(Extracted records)
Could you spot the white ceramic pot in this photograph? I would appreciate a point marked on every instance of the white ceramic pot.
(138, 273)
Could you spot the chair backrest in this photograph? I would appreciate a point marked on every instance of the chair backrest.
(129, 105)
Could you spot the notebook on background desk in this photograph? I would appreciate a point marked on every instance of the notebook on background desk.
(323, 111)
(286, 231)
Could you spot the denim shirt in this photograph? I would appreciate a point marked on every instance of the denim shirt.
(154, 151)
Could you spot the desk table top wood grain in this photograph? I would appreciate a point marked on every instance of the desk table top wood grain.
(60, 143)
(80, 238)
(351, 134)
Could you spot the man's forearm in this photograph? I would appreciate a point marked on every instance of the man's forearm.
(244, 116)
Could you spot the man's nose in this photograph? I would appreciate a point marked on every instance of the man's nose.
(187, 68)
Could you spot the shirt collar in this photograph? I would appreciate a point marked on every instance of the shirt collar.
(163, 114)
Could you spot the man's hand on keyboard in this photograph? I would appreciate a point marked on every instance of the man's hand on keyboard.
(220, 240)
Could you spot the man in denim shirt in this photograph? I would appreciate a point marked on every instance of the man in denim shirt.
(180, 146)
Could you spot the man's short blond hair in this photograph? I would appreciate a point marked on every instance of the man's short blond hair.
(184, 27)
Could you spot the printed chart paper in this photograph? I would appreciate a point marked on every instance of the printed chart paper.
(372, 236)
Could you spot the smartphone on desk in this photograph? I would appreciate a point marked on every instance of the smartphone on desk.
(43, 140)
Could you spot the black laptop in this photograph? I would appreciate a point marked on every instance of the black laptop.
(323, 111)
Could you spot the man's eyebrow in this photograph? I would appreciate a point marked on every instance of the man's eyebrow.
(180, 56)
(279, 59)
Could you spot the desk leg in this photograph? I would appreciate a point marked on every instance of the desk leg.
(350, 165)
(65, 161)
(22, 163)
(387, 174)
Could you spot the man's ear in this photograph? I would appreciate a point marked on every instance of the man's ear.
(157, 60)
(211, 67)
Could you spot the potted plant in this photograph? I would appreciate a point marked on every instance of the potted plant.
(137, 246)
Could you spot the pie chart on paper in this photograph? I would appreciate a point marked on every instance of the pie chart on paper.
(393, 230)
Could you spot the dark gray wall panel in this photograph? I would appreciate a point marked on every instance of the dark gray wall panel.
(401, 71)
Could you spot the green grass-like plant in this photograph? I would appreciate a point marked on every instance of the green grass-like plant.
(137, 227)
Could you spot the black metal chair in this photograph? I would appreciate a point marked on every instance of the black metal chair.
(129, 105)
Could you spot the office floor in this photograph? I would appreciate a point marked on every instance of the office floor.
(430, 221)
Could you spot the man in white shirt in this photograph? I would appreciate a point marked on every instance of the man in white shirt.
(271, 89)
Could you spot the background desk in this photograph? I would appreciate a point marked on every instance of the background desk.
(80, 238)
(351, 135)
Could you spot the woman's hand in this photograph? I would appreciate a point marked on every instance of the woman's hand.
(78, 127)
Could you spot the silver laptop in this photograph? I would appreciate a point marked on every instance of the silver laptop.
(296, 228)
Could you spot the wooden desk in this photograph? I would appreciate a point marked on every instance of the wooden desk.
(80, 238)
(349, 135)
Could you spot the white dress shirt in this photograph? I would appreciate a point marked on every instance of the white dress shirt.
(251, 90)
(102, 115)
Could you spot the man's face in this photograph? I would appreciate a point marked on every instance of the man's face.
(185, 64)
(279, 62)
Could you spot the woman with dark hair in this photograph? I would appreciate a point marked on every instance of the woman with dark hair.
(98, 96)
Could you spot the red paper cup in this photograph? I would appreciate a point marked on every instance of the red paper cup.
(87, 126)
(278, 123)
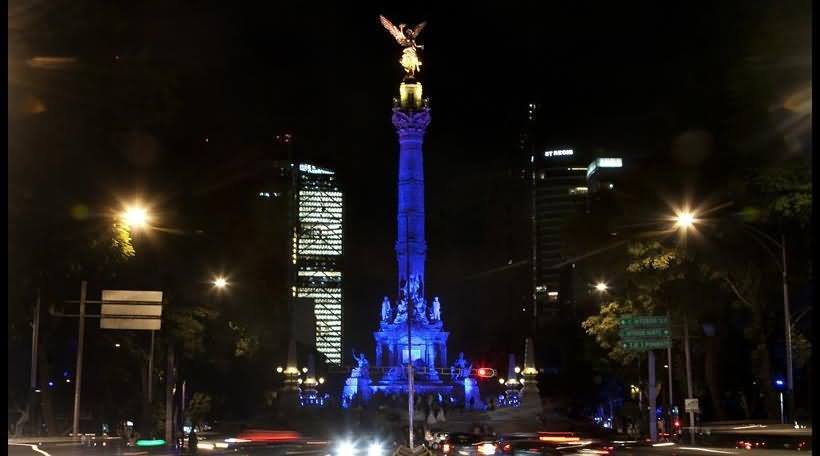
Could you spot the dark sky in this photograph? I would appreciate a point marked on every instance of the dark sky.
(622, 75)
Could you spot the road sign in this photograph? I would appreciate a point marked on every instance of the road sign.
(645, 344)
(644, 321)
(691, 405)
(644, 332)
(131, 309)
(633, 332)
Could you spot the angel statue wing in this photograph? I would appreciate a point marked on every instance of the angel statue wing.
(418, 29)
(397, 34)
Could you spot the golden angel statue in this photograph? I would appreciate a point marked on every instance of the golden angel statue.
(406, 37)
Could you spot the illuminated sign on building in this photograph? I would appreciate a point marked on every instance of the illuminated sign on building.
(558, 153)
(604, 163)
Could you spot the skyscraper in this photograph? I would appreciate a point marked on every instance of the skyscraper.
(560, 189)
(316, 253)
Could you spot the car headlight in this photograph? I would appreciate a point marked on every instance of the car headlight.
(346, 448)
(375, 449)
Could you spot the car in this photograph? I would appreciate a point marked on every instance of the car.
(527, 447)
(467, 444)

• **Problem**
Give the records again without a single change, and exclude the pictures.

• **Solution**
Could you spot the white ceramic pot in this photograph? I would appreciate a point marked on every instance of the white ceramic pot.
(138, 273)
Could you spot the chair backrest in this photograph? I would appreciate a point marked on every instance of the chair backrest.
(129, 105)
Could you spot the notebook on background desk in this photograph? I would appreciate a point marked on every instance of the notebook on background desk.
(323, 111)
(286, 231)
Could you spot the denim shirt in this photograph? I would appreciate a point marked on every instance of the denim shirt.
(154, 151)
Could you spot the desk table top wood grain in this photograph? I would appreciate a point marked on every instance of the desk table top wood grain.
(60, 143)
(80, 238)
(351, 134)
Could you spot the man's forearm in this photograph? I would appreciate a point marked on every instance of the man's forearm.
(244, 116)
Could you spot the man's nose in this photograph? I would appreciate a point marked on every instance of the man's nose.
(187, 68)
Could you spot the shirt collar in this photograph? I would appreciate a point marked on every instance of the shirt collar.
(163, 114)
Could you spot the man's hand on keyboard in this photograph? I would appreciate a point marked on every instance of the man's hand on keyboard.
(220, 240)
Could you spot the man in denim shirt in this photograph? I would appreciate a point marked on every instance of the man in denim shirt.
(180, 146)
Could you spot the man's short blond hair in this photograph? I would appreciate a point marked on every instance of the man's short blond hair.
(184, 27)
Could you spot the printed chart paper in this photograph? I would appreciate a point marked on every instance of the printed chart paper.
(372, 236)
Could you spot the smartphone on desk in this photograph? I would appreciate a point marked on every instance of the smartphone on desk.
(43, 140)
Could you spot the black laptop in this photograph? I would appreciate a point marked on every instance of the black laptop.
(323, 111)
Could you spot the man's eyebrow in this photograph? I would appreciate a point marked on every instance of the man's eyebrow.
(180, 56)
(279, 59)
Could you spot the desk leg in this photograph? I would appreciate a point marked on every instance of the desk leg.
(350, 165)
(65, 161)
(22, 163)
(387, 174)
Could you spot the man's ear in this photograph? I would appreciate a point marked on every instance of the man's ear.
(157, 60)
(211, 67)
Could you spot the potted plant in this photograph? I would appreciate a point marked on every instance of the potted plant.
(137, 246)
Could you spot the pie chart on paper in this photograph? I would appreciate a point marked on every instance of the pie chart on paper.
(393, 230)
Could you spot the dark gray wall panel in this photograph? I would appreciate a point marked on every instance of the dark gray wall panel.
(401, 71)
Could you spot the green grass-like plant in this photograph? I would appreciate a point marked on every instance of the green grass-like plant.
(137, 227)
Could you spot the black metal chair in this photograph? I would appreciate a point marked on every instance of the black metal chair.
(129, 105)
Could you spot the office floor in this photograph? I would appreciate a point marked on every instance of the office floor.
(430, 221)
Could you spot the man in white shirt in this photograph? I would appreciate a point marked on every instance of the man in white shirt.
(271, 89)
Could you spot the background desk in this photograph? I would appreciate a point marked on every instance of the background desk.
(80, 238)
(351, 135)
Could you spot the woman's hand in this photograph? I would appreciate a point marked on every instance of the woman's hand.
(78, 127)
Could you spot the silver laptop in this photograph? I would appreciate a point marked on every instance of the silver laptop.
(296, 228)
Could you spot the wooden desk in this photograph? I would appreciate a point marked on every instance of the wooden desk.
(80, 238)
(349, 135)
Could you spot the white dress shirt in this photograph? I would appreciate a point marked on every instance of the white dress shirt.
(251, 90)
(102, 115)
Could you spot the man's face in this photograph? I would appreciate a point marked on every instance of the man's face.
(185, 64)
(279, 62)
Could you spot the woman with dark hair in this photograph? I would appreciate a point marked on every instance of the woman with dark hair.
(98, 96)
Could you spot the red paper cup in this photograph? I would appreciate a point marked on every instance of the red paper cup.
(87, 126)
(278, 123)
Could you spot the dark sky in this photograph? I would appreciate a point marked on every instance of the dark sky.
(622, 75)
Could you spot the road sign in this photograph? I would appreciate a point marked on every instance of the road sign.
(645, 344)
(644, 321)
(691, 405)
(644, 332)
(131, 309)
(633, 332)
Could you spot the angel statue wing in this photograph? I would appreciate a point marked on every instance of the angel statue wing.
(418, 29)
(397, 34)
Could you spot the golden angel statue in this photograph? I would appreciate a point marked on every instance of the golden angel statue.
(406, 37)
Could you spot the illuminated sign on building in this photograph? I would appreciate a point marked on every instance of the illuminated sign on building.
(558, 153)
(604, 163)
Could you spot the skyscraper in this photograph? I would appreciate a point marked on every instance of the skyscraper.
(560, 189)
(316, 253)
Could you spot the car headlight in this photograph? I would appreciate a point marked on every instance of the car headlight.
(346, 448)
(375, 449)
Could you spot the car in this photograph? I would appreciate a point marked on every instance of the car.
(527, 447)
(467, 444)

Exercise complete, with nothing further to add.